Secção do documento -
= = = =
Na altura uma das maiores denúncias chegou da oposição democrática venezuelana. A Plataforma Cidadã em Defesa da Constituição (PCDC), composta por ex-ministros do presidente Chávez, personalidades da política, cultura, e militares aposentados, publicou um manifesto que denunciava a constituinte como uma fraude. Exigiam uma única coisa, o cumprimento da Constituição da República Bolivariana da Venezuela.
Entretanto o confronto entre o presidente e o poder legislativo não abrandou, a repressão musculou-se, a crise económica e social agravou-se, a crise humanitária instalou-se e três milhões de venezuelanos saíram do país. É que no meio de um bloqueio económico internacional ninguém almoça petróleo.
Em 2018 Nicolás Maduro reelege-se com 67,84% dos votos num plebiscito muito contestado em que os maiores partidos de direita não se apresentaram. A tomada de posse de Maduro no dia 10 de janeiro desencadeou uma nova fase da crise venezuelana, com o presidente do parlamento a auto proclamar-se presidente interino. Uma lufada de ar fresco na asfixia democrática na Venezuela? Engana-se quem acha que se apaga fogo com gasolina.
É evidente que a Venezuela precisa de renovar a legitimidade democrática de todas as instituições. Essa é uma tarefa para o povo venezuelano, um exercício de soberania popular a que Chávez apelou várias vezes com sucesso para fazer frente a ameaças e golpes.
Essa solução democrática, interna, soberana, não é a autoproclamação de Juan Guaidó. Por três razões. Primeiro, porque a legitimidade eleitoral de Guaidó se limita à Assembleia Nacional. Mesmo que a maioria da população não queira Maduro, é completamente abusivo afirmar que Guaidó tenha mais legitimidade do que ele para ocupar o cargo.
Em segundo lugar, porque o guião seguido por Guaidó foi escrito por mãos estrangeiras. Alguém acredita que sem Trump, sem Bolsonaro, sem Macri, a “comunidade internacional” se apressaria a reconhecer um homem que até há uma semana ninguém conhecia como presidente interino de um país? A jogada fica completa quando os EUA apelam implicitamente à revolta armada e Bolsonaro insinua a possibilidade de uma intervenção militar.
O que nos leva à terceira razão. Este movimento da extrema-direita venezuelana, obviamente concertado com os EUA e o Grupo de Lima2, preferiu acirrar o conflito do que procurar uma solução constitucional. É uma irresponsabilidade arriscar uma guerra civil. "O que me faz medo? O banho de sangue", disse o Papa Francisco antes de apelar a uma solução de diálogo “justa e pacífica”.
Neste contexto surge um novo manifesto da PCDC. Pedem um diálogo que permita eleições a curto prazo, rejeição de intervenção estrangeira, plano económico de emergência e fim das sanções económicas internacionais. “Se a Constituição não for respeitada, a deriva da crise conduzirá o país a uma “guerra civil com participação internacional”, com risco de implantação do fascismo, e defendem convocação de um “referendo consultivo vinculante”, para decidir se a população quer ou não “renovar todos os poderes públicos".3
Cabe ao Governo português apelar ao restabelecimento desse diálogo. Mas não lhe cabe fazer ultimatos. Não é de fora que se ditam os prazos de validade dos regimes ou dos governos.
= = = =
Registos extraídos -
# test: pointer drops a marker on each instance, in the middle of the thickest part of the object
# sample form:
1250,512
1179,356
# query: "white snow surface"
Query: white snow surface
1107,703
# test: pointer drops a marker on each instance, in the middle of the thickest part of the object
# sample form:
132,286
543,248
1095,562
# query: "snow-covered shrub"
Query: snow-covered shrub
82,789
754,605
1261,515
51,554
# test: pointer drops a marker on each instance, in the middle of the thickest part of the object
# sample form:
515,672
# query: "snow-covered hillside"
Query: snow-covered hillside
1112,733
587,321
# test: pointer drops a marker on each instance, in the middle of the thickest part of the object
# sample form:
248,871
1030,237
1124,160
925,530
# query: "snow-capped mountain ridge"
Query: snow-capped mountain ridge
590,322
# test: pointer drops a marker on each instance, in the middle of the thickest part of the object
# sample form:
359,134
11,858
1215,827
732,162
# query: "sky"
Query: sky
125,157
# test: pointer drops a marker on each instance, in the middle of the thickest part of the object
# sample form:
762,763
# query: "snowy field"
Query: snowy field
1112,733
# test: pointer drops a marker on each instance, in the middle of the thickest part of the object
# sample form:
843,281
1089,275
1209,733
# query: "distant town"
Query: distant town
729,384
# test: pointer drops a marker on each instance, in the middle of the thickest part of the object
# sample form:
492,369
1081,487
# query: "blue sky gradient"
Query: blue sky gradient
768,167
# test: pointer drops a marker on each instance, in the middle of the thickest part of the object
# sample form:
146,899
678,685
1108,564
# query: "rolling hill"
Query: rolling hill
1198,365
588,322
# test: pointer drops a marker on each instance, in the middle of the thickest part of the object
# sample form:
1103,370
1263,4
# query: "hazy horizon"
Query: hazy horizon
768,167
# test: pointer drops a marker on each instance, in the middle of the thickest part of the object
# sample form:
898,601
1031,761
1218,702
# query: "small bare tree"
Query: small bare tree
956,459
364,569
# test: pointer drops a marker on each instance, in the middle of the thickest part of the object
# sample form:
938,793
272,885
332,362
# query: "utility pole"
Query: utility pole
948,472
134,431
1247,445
= = = =
Lista de tarefas -
1. Escreva, sem alterações, a passagem do texto sobre a crise venezuelana que começa em "Em 2018 Nicolás" e segue até "ameaças e golpes.".
2. Indique se cada afirmação abaixo está de acordo com o texto sobre a crise venezuelana, respondendo sim ou não e citando as palavras exatas do texto que o decidem. (a) A PCDC incluía ex-ministros do presidente Chávez. (b) Em 2018, Nicolás Maduro foi reeleito com mais de 70% dos votos. (c) No novo manifesto, a PCDC pede o fim das sanções económicas internacionais.
3. Prolongue o texto sobre a crise venezuelana, começando logo a seguir à última frase apresentada.

Respostas escritas -
1.
Em 2018 Nicolás Maduro reelege-se com 67,84% dos votos num plebiscito muito contestado em que os maiores partidos de direita não se apresentaram. A tomada de posse de Maduro no dia 10 de janeiro desencadeou uma nova fase da crise venezuelana, com o presidente do parlamento a auto proclamar-se presidente interino. Uma lufada de ar fresco na asfixia democrática na Venezuela? Engana-se quem acha que se apaga fogo com gasolina.
É evidente que a Venezuela precisa de renovar a legitimidade democrática de todas as instituições. Essa é uma tarefa para o povo venezuelano, um exercício de soberania popular a que Chávez apelou várias vezes com sucesso para fazer frente a ameaças e golpes.

2. (a) Sim: "composta por ex-ministros do presidente Chávez". (b) Não: "reelege-se com 67,84% dos votos". (c) Sim: "fim das sanções económicas internacionais".

3.
Quem não age na política internacional com atitude de claque de futebol fanatizada sabe que o futuro democrático da Venezuela não passa por Maduro. Mas defender a urgência de eleições livres é diferente de aceitar o seu afastamento a qualquer custo.
A esquerda de que faço parte condena desmandos de caudilhos que oprimem o povo e a democracia. Mas recusa-se a ser cúmplice de intervenções de falsa bandeira que plantam regimes menos democráticos do que os anteriores. Quem age a mando de potências estrangeiras não pode levantar a bandeira da democracia. Quem diz agir em nome do povo, que o respeite.
Artigo publicado no jornal “I” a 31 de janeiro de 2018
Notas:
1 Jornal I “Venezuela, meu amor”, Joana Mortágua 7 de julho 2017
2 Argentina, Brasil, Canadá, Chile, Colômbia, Costa Rica, Guatemala, Honduras, México, Panamá, Paraguai e Peru
Comentários
Chamar o Guaidó, presidente
Chamar o Guaidó, presidente da Assembleia da República legitimamente eleita, cujos poderes foram na prática anulados, como reconhece Joana Mortágua, pelo golpe dado por Maduro de fazer eleger uma mais que manipulada Assembleia Nacional Constituinte e depois, basear a legitimidade do seu mandato em eleições em que a oposição não se apresentou por justas razões, de marionete da extrema-direita trumpeana é fugir muito à verdade dos fatos.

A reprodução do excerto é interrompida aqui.